** Richieste **
[1] Ricopia il testo sul noir partendo da "Finalmente una sistematizzazione" e finendo con "Oltre il noir.".
[2] Continua il testo sul noir, riprendendo subito dopo la sua ultima frase.

Ecco cos’è il Noir per me. Quello che sta scritto in questo saggio.

Finalmente una sistematizzazione di questo genere letterario che ormai sfreccia sibilante nel futuro della lettura. Lettura del conflitto ovviamente, anzi: lettori del conflitto. Ecco, ho letto questo saggio e mi dichiaro lettore del conflitto. Nel senso di Carlotto. Oltre il noir.

black-album-bis.JPGQuesto libretto si compone di tre parti: un breve saggio introduttivo di Marco Amici, una lunga conversazione tra i due che abbraccia tutta l’opera di Carlotto e una postfazione, breve ma preziosa, di quest’ultimo, dove tra l’altro loda e ringrazia Amici. Costui è uno che se ne intende di letteratura moderna e possiede anche una mente ordinata a precisa. Nel saggio iniziale, come nel corso di tutta l’intervista Amici si mostra capace di spendere in modo ottimale le genuine competenze che ha. E il tutto ben si sposa con la lucidità analitica e corrosiva del “principale esponente della narrativa noir in Italia” ovvero Massimo Carlotto, appunto.

Il breve saggio introduttivo fornisce indicazioni per orientarsi verso una definizione attuale e sostenibile di noir, che appare come “un ambito narrativo etichettato in modo vario e spesso confuso, affollato di autori e sovrasfruttato dall’editoria…” Sono d’accordo fin da questa premessa. Ho appena visto le vetrine dove l’ultimo di Jo Nesbø appare sormontato da una enorme etichetta dove si dice che “Jo Nesbø è il noir”. Da notare che la parola Noir ha gli stessi caratteri del nome dell’autrice, un chiaro indizio che per il marketing editoriale, in questo caso, autore e genere si equivalgono in termini di efficacia promozionale, anzi considerando che l’etichetta serve solo ad incentivare le vendite e a potenziare il messaggio promozionale nelle scaffalature del franchising, qui è il genere a tirare le vendite più che il nome dell’autrice.

Amici ci spiega che il noir è un ambito riconducibile ad un processo di differenziazione progressiva della “letteratura a tema criminale” che va da Poe alla Cornwell lungo una linea che possiamo chiamare romanzo poliziesco. Un tipo di racconto che ruota attorno a tre elementi fissi: crimine, indagine, risoluzione. Fuori da questo schema, ma sempre all’interno del “poliziesco”, inizia il noir. Hammett---Chandler.JPGLa corrosione dello schema tripartito inizia con l’affermarsi di un nuovo gusto nella letteratura poliziesca degli Stati Uniti tra le due guerre, con Dashill Hammett e Raymond Chandler (nella foto rispettivamente primo da destra e secondo da sinistra in piedi), esponenti di quella che viene definita hard-boiled school. Però l’uso della parola “noir” come indicazione di genere nasce in Francia nel secondo dopoguerra con la série noir edita da Gallimard.

Amici in questa disamina tiene presente le elaborazioni di Laura Grimaldi (alla memoria della quale il mio cuore si strugge visto che è morta  proprio in questi giorni) del 1996 e di Fabio Giovannini nel 2000.

** Materiale **
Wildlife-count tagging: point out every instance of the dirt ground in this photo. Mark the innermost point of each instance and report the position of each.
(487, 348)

** Risultati in ordine **
[1]
Finalmente una sistematizzazione di questo genere letterario che ormai sfreccia sibilante nel futuro della lettura. Lettura del conflitto ovviamente, anzi: lettori del conflitto. Ecco, ho letto questo saggio e mi dichiaro lettore del conflitto. Nel senso di Carlotto. Oltre il noir.

[2]
Ma in Italia il carattere dominante della vicenda narrativa riconducibile al noir è quella del giallo mondatori; vicenda che qui non c’è ragione di sviluppare, ma che sta alla base della nomea entrata nel linguaggio comune italiano. In linea di massima possiamo comunque convenire con la visione proposta dal saggio: “la differenza profonda tra i due generi sta nella filosofia che sottende la narrazione”. Infatti “il giallo non descrive mai una realtà interamente caotica o malvagia e i personaggi hanno una loro etica…  mentre nel noir il mondo è iniquo e il crimine regola le relazioni…” ecc. Per questo nel noir i personaggi sono “perdenti, disperati, carogne o lucidi assassini che spesso esprimono il punto di vista del Male”. Da un lato c’è quindi una profonda differenza nella struttura della narrazione, perché non ci sono più le tre fasi del giallo canonico, anzi quella struttura tripartita collassa proprio, sotto il peso del fattore criminale che domina totalmente la narrazione. Dall’altro lato il clima e il contesto sono valorialmente negativi, devianti e trasgressivi.

Oggi comunque il termine è concepito dall’industria culturale più come un “brand”, inteso come nel lessico del marketing ovvero un fattore dinamico di promozione del prodotto, proprio per questo superficialmente indicativo e abbastanza indefinito.

 

**

 

La ricchezza del saggio, in termini di di spunti, rinvii e annotazioni, meriterebbe una trattazione sistematica con tutti i libri di Carlotto, più un’altra decina, sopra il tavolo, ma non è necessario farlo per cogliere l’impulso fondamentale che il libro offre al lettore, ovvero questo: usare il campo di forze creato dal noir per sovvertire la narrazione di regime passando” dalla letteratura della crisi alla letteratura del conflitto”.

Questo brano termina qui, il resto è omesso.